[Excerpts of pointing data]
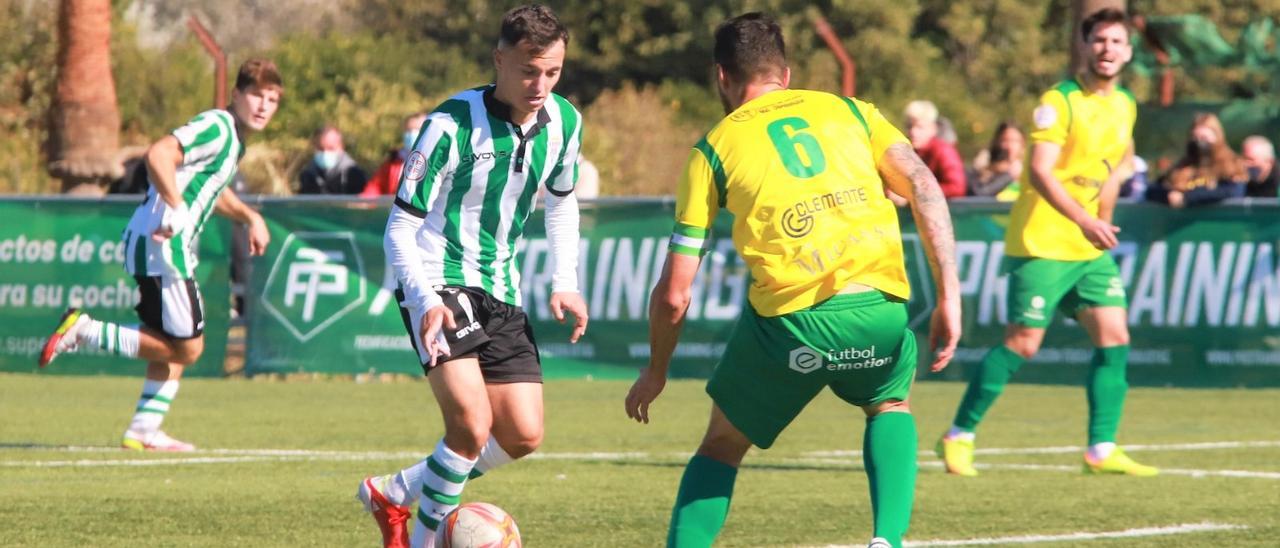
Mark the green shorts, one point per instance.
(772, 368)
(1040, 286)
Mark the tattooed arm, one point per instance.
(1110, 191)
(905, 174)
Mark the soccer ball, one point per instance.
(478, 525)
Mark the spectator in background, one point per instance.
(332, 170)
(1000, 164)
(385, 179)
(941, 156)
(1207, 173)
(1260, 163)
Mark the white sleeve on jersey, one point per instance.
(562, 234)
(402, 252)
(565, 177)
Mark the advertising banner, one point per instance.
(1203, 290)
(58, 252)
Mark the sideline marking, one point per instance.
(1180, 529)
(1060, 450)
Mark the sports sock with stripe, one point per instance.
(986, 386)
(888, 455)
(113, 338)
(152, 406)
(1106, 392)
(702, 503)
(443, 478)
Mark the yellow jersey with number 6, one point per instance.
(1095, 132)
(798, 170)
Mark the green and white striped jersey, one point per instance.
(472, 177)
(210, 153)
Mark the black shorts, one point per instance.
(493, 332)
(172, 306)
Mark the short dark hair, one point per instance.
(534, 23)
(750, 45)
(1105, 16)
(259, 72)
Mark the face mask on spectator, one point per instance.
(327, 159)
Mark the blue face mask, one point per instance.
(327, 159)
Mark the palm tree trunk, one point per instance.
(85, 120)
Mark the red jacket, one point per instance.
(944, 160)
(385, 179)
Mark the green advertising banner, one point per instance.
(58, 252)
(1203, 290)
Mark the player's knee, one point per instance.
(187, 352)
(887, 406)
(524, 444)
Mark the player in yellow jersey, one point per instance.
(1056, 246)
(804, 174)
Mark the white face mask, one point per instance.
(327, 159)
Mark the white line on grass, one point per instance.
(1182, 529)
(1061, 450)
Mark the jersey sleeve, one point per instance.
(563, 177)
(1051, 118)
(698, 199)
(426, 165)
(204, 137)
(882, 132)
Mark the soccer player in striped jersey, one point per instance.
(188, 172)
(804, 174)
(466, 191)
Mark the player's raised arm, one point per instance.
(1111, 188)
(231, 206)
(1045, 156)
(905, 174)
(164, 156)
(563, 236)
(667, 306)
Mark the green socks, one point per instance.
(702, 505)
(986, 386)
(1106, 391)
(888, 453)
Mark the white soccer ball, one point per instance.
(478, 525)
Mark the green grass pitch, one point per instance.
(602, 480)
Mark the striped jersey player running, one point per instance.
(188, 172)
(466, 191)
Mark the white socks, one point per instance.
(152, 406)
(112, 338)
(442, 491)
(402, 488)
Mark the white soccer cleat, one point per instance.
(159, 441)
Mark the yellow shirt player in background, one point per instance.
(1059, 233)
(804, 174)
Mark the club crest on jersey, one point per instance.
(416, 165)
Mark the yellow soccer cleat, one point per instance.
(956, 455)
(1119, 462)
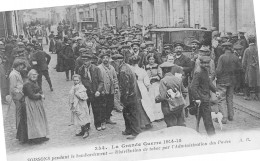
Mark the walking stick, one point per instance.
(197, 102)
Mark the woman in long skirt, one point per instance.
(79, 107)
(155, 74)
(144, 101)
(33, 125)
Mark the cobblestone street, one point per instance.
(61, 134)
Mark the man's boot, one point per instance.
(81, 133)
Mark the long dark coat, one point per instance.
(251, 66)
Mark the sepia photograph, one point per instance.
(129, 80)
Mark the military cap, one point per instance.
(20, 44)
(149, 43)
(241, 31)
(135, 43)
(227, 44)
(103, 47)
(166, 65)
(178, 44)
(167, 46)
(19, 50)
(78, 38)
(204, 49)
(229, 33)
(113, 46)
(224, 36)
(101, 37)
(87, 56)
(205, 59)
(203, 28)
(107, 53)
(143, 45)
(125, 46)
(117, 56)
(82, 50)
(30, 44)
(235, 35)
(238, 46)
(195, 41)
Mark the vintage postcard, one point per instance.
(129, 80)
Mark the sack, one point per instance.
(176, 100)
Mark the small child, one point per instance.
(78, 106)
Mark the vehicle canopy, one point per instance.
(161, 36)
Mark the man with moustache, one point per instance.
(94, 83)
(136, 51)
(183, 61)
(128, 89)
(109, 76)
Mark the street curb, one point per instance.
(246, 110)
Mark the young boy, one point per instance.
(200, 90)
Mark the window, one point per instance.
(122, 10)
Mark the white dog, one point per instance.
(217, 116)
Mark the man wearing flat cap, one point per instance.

REQUIREMENTS
Rewrite the records from the line with "Mark the striped" up to and including the line with "(1119, 462)", keeping the requests. Multiply each point coordinate by 1.7 and round to the nearest whole number, with halves rounded up.

FINISHED ANSWER
Mark the striped jersey player running, one point per instance.
(320, 292)
(792, 325)
Mark the white socks, one point per instance.
(258, 690)
(190, 575)
(751, 835)
(683, 830)
Mark the white soccer cleat, one point per instance.
(270, 750)
Mark the yellow shirt player in background, one point per instance.
(1800, 396)
(1367, 296)
Mark the club crest on jersey, one point per instance.
(707, 281)
Mark the yellow soccer cleat, one point per instance.
(1625, 774)
(1902, 785)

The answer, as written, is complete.